[Trecho da página]:
Há muito tempo venho debatendo sobre como escrever sobre a produção literária na zona leste da cidade de São Paulo. Quero lembrar que estas linhas são apenas um aperitivo introdutório àquilo que entendo como literatura praticada por essas bandas. E não custa nada enfatizar que entendo como produção literária todo o universo que compõe a pluralidade textual, incluindo aí não só aqueles que fazem a escrita ficcional ou não, mas inclusive aqueles que tornam o universo das letras a sua profissão de fé, como historiadores, jornalistas e - evidentemente - os professores. E convém lembrar que o que chamo zona leste nada tem de exercício xenofóbico microcósmico. É apenas uma idéia geográfica que uso para denominar uma parte de São Paulo, com suas riquezas relativas, sua gente, sua pobreza e seus desacertos, querendo provocar alguma cócega no marasmo literário paulista. Neste mundo zona leste existem poucas livrarias ou editoras de representatividade qualitativa. Até as bancas de jornais, que são um passo de iniciação na vastidão das letras, são poucas, com uma variedade tacanha de revistas, jornais, dvds, cds, cds-rom ou livros a se encontrar.
Mas há muita gente produzindo textos legais e - principalmente - um público leitor irrequieto, crítico e inteligente. Quem teve ou tiver a oportunidade de frequentar uma roda literária, um sarau ou equivalente, vai sair embasbacado com a proliferação de tantos poetas, contistas e ficcionistas. No concertos de rap, nas quadras de escolas de samba, no ensaio das bandas de rock nas garagens, também podemos encontrar muito dessa atividade que estou a dissertar aqui.

[Enunciado 1]: Copie palavra por palavra a parte do texto sobre a literatura na zona leste de São Paulo que começa em "Mas há muita" e termina em "a dissertar aqui.", incluindo os dois extremos.

(Registros de uma coleção)
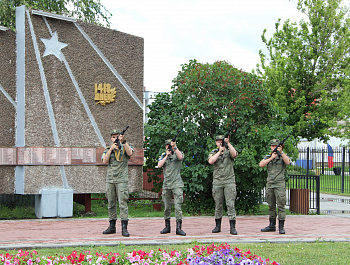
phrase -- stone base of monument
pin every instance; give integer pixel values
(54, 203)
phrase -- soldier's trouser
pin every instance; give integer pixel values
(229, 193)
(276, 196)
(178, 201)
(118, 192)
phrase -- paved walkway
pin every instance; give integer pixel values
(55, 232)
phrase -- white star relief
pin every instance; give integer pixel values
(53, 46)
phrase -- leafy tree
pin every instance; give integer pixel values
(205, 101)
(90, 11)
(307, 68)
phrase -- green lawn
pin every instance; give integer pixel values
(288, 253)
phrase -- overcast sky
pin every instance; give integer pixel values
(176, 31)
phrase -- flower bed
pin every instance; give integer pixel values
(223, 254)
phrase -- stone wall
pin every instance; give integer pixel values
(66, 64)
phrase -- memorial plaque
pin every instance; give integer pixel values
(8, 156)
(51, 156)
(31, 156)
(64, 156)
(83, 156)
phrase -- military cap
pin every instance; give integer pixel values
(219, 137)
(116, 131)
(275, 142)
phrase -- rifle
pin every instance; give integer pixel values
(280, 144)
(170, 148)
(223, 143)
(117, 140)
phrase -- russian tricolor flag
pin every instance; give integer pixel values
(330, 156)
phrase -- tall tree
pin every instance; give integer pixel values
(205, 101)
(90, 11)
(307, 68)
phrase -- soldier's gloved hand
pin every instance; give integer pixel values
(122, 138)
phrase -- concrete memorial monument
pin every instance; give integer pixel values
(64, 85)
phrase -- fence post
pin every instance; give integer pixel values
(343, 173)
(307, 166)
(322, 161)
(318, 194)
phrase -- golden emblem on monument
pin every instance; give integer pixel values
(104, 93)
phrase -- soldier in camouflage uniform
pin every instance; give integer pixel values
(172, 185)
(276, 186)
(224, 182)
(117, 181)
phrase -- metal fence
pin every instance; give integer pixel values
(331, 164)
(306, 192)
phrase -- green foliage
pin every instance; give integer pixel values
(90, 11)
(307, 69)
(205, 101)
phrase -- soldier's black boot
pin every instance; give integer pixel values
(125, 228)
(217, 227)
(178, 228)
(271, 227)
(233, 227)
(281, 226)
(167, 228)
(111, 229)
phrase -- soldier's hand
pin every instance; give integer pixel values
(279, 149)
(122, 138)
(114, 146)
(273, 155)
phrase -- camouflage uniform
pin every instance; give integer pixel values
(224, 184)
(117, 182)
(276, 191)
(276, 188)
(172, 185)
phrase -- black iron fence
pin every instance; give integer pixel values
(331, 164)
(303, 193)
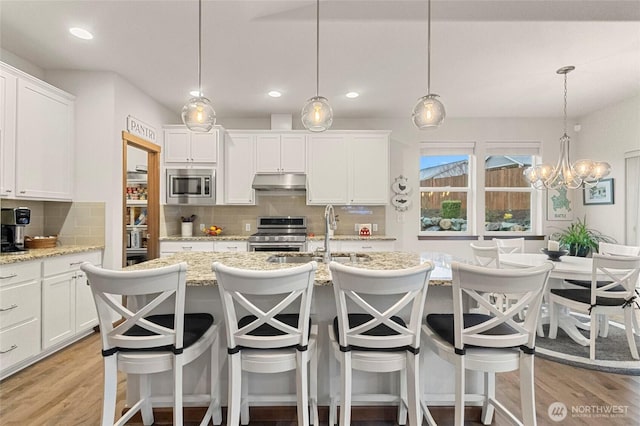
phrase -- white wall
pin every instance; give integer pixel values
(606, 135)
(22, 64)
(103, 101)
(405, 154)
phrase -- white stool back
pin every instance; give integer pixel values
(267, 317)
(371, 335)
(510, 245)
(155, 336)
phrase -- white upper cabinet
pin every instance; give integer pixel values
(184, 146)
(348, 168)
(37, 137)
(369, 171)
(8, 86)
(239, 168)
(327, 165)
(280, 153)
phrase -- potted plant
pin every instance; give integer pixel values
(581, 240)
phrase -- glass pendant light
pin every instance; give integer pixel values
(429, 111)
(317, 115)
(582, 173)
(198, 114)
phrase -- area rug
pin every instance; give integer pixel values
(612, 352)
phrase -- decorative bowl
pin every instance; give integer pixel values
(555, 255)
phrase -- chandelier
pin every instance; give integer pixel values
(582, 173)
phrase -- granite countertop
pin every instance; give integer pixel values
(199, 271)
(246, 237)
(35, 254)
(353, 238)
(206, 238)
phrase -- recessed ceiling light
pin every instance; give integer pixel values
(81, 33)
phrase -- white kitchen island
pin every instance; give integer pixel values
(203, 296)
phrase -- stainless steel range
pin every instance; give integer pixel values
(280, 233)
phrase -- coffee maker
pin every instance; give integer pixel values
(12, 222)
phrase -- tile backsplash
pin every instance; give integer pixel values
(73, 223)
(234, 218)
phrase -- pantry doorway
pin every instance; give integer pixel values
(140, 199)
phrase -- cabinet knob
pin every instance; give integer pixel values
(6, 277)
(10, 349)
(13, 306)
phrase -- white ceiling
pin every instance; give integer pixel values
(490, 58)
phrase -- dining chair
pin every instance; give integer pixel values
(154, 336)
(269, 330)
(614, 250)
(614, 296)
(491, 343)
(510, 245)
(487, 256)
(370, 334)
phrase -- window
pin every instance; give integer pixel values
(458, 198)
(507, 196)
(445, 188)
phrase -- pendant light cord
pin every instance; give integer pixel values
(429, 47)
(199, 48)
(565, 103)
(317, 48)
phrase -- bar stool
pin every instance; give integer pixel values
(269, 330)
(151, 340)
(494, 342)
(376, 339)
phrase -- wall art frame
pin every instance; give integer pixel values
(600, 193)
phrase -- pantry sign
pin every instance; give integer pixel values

[Enunciado 2]: Reproduza somente as linhas dos registros da coleção, da linha que contém "phrase -- white ceiling" até a última linha dos registros, com "pin every instance" substituído por "mark each instance" e todo o resto sem alteração.

[Resposta correta 1]:
Mas há muita gente produzindo textos legais e - principalmente - um público leitor irrequieto, crítico e inteligente. Quem teve ou tiver a oportunidade de frequentar uma roda literária, um sarau ou equivalente, vai sair embasbacado com a proliferação de tantos poetas, contistas e ficcionistas. No concertos de rap, nas quadras de escolas de samba, no ensaio das bandas de rock nas garagens, também podemos encontrar muito dessa atividade que estou a dissertar aqui.

[Resposta correta 2]:
phrase -- white ceiling
mark each instance; give integer pixel values
(490, 58)
phrase -- dining chair
mark each instance; give integer pixel values
(154, 336)
(269, 330)
(614, 250)
(614, 296)
(491, 343)
(510, 245)
(487, 256)
(370, 334)
phrase -- window
mark each instance; give integer pixel values
(458, 198)
(507, 196)
(445, 188)
phrase -- pendant light cord
mark each instance; give integer pixel values
(429, 47)
(199, 48)
(565, 103)
(317, 48)
phrase -- bar stool
mark each instance; give integer pixel values
(269, 330)
(151, 340)
(494, 342)
(376, 339)
phrase -- wall art frame
mark each instance; give integer pixel values
(600, 193)
phrase -- pantry sign
mark each instance; give integer pixel values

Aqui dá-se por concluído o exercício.